:: Exercise directions ::
Report how many lines in the data below contain the string "person", with letter case taken into account. Give only the number.

:: Data entries ::
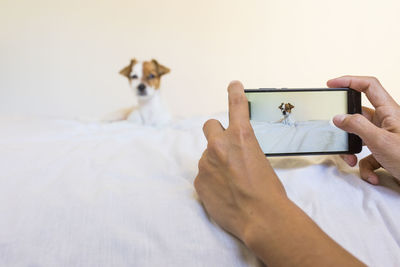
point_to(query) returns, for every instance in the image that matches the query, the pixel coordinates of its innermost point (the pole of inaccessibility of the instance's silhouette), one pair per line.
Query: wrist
(263, 225)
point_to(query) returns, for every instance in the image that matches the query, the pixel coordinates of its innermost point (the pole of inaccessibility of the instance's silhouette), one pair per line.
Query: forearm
(286, 236)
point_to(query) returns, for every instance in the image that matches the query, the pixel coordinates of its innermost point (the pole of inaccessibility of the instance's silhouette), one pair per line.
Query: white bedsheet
(303, 136)
(91, 194)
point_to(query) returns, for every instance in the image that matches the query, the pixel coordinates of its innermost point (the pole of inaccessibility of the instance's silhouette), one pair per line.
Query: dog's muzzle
(142, 89)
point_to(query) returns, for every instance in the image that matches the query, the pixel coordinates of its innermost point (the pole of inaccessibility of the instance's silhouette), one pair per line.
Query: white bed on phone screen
(76, 193)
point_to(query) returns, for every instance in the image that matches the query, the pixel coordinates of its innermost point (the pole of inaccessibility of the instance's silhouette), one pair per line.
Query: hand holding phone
(299, 121)
(379, 128)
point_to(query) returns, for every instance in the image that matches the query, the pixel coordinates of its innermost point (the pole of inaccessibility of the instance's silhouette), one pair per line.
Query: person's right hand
(379, 129)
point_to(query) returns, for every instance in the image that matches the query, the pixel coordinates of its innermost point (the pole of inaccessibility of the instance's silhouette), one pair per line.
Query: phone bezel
(353, 106)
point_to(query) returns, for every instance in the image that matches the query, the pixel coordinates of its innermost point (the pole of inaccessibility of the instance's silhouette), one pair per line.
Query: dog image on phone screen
(286, 109)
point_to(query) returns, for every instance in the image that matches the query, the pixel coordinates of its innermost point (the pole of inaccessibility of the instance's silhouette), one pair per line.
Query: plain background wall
(61, 58)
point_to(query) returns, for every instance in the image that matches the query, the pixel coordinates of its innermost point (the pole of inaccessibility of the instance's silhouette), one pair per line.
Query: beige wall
(62, 58)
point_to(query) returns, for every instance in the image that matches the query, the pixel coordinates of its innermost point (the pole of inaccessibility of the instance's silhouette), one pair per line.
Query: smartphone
(290, 122)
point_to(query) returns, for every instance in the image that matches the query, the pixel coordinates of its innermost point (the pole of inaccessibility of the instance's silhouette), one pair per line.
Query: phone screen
(298, 121)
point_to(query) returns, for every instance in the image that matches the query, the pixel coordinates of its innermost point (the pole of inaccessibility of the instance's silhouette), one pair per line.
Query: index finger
(238, 104)
(374, 91)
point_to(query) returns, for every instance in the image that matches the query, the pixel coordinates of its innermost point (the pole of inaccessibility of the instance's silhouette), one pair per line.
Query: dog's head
(144, 76)
(286, 108)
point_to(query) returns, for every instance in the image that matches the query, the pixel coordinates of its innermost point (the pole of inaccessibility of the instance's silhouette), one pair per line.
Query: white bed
(76, 193)
(304, 136)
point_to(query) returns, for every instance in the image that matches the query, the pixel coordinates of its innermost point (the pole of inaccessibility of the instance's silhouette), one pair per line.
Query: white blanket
(304, 136)
(92, 194)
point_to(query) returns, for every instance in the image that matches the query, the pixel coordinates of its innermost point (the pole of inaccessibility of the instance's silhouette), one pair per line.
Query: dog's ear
(161, 69)
(127, 70)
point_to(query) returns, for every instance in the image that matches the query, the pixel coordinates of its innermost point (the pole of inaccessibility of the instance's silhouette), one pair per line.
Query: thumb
(359, 125)
(367, 167)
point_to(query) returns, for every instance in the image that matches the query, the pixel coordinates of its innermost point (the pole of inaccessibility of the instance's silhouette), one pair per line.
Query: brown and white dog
(286, 109)
(144, 78)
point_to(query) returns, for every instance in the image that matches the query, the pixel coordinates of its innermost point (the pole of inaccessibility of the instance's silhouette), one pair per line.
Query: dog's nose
(141, 87)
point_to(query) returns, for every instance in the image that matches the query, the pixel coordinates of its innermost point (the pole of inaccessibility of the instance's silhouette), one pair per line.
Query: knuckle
(207, 123)
(202, 164)
(238, 99)
(216, 146)
(243, 132)
(354, 119)
(374, 81)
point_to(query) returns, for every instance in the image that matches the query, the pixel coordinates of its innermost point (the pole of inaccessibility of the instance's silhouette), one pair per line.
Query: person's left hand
(235, 182)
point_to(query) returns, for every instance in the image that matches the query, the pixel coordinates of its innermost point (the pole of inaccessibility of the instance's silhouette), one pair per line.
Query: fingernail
(372, 180)
(339, 118)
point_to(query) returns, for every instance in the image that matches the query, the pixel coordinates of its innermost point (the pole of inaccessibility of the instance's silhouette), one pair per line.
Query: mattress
(82, 193)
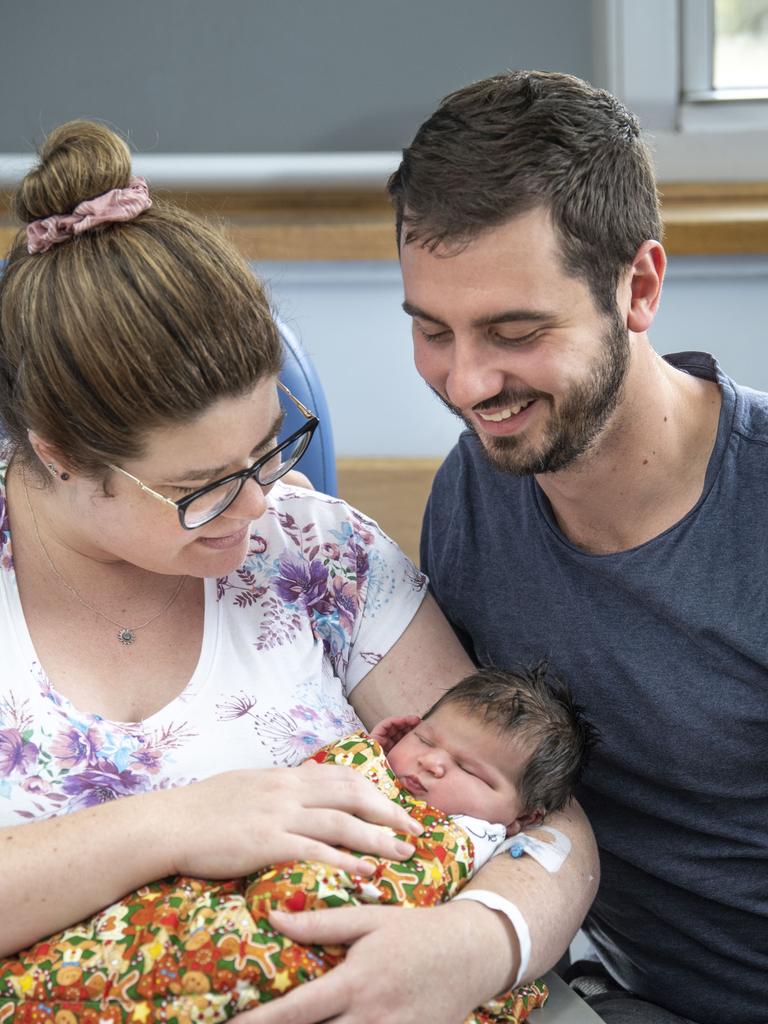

:: Result for this exercise ::
2